* _The exercise_
Pull out each line of the data below that contains the string "with". Case counts when matching.

Object location annotation data
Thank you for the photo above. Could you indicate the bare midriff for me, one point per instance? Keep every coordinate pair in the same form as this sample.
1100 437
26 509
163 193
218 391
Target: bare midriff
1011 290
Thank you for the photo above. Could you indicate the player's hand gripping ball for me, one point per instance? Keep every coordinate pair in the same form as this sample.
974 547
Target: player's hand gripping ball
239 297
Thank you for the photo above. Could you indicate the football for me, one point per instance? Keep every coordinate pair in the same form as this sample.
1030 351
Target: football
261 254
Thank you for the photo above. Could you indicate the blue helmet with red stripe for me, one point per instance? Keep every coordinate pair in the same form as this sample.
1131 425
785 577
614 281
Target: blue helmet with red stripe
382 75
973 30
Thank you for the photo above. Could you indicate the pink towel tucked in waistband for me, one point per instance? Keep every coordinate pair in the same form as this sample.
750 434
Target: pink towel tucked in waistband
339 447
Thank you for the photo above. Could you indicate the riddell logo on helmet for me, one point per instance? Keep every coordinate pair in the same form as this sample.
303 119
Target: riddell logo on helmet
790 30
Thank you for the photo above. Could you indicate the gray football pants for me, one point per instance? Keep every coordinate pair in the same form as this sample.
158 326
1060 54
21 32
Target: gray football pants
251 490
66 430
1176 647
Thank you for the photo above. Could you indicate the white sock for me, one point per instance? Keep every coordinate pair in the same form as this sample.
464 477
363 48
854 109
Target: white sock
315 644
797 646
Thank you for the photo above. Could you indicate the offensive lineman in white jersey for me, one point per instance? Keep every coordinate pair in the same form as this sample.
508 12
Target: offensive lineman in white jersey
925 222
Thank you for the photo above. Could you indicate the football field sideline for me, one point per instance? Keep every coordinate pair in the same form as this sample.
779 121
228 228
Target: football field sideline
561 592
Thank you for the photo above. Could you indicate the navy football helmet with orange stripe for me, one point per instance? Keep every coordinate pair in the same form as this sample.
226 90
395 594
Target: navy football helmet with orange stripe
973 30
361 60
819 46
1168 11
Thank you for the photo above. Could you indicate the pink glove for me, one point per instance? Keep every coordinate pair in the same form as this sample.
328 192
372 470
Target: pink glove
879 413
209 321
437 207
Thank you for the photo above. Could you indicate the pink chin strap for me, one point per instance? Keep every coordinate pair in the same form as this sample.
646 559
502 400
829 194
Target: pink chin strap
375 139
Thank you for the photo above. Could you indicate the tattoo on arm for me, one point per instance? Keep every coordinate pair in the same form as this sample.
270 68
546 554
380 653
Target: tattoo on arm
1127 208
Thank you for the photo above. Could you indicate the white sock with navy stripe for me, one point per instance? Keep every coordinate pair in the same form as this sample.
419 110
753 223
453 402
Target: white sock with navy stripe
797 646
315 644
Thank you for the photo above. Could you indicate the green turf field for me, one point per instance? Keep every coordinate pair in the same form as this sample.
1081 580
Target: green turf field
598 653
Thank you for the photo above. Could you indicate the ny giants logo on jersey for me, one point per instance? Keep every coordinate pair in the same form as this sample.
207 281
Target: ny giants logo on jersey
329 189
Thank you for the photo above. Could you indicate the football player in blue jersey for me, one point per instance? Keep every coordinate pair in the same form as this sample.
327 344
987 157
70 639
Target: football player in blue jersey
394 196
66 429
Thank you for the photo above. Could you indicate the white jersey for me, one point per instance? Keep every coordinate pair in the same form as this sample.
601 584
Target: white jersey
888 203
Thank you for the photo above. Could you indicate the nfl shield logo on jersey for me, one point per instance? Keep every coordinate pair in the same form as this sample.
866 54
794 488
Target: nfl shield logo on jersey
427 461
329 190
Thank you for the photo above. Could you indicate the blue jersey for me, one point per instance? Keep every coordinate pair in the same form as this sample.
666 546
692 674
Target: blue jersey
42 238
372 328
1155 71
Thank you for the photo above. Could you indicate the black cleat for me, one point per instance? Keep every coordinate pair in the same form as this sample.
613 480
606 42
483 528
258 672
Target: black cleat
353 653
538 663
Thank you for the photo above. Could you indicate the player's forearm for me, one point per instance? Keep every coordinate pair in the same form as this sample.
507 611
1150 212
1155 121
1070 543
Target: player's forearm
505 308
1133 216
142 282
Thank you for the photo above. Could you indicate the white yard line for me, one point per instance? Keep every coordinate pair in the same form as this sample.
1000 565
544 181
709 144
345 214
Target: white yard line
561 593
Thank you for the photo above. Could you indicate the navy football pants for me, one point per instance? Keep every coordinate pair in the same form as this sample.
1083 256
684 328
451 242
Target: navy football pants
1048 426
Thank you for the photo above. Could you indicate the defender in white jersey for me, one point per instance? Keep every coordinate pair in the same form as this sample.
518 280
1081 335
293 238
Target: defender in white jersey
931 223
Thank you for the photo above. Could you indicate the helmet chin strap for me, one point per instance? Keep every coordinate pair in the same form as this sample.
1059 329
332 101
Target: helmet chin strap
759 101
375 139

--

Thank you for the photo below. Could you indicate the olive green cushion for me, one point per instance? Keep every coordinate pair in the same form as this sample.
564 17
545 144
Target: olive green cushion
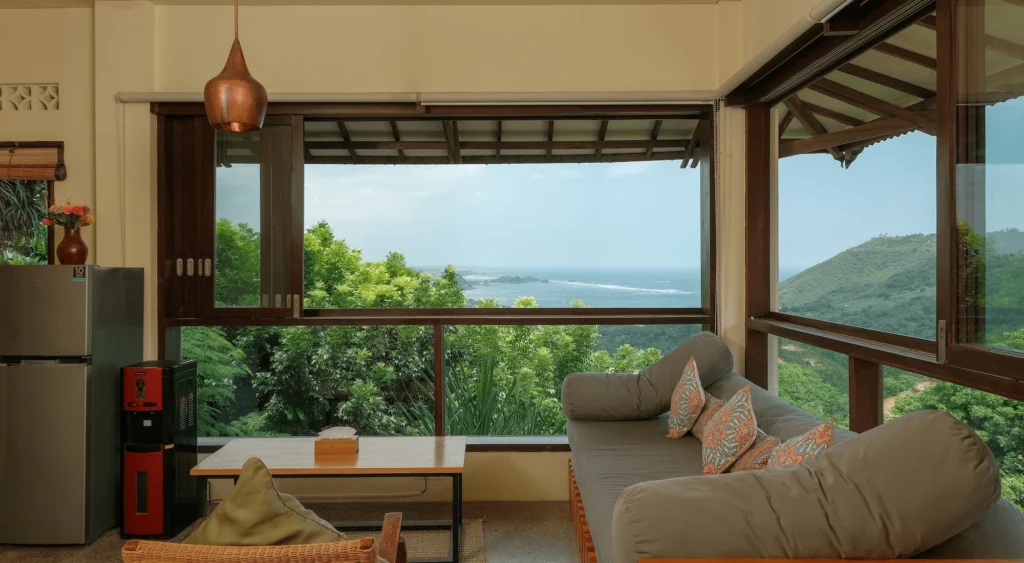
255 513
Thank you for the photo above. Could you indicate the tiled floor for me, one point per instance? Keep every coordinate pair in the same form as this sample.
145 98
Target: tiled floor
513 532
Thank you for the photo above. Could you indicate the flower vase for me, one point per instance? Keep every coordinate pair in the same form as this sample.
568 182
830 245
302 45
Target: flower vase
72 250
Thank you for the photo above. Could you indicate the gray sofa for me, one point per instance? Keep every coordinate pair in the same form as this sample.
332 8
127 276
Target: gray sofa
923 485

* _Exercise solution_
Thank you for the photo above. Could you indicate the blue helmet with red stripe for me, one point per instance? Keep every coordinate pair in the same form as this sample.
Target: blue helmet with red stripe
Thank you for the photo above. Could you indicate the navy football helmet with orange stripe for me, one point per instance? Keep every coordinate pair in the same form as this sample.
Target: navy football helmet with orange stripe
Thank you for the photo above. Could you indicate the white sock with navy stripe for me, one point per instance? Keep every coordinate pair in the same form as this sample.
Target: white sock with navy stripe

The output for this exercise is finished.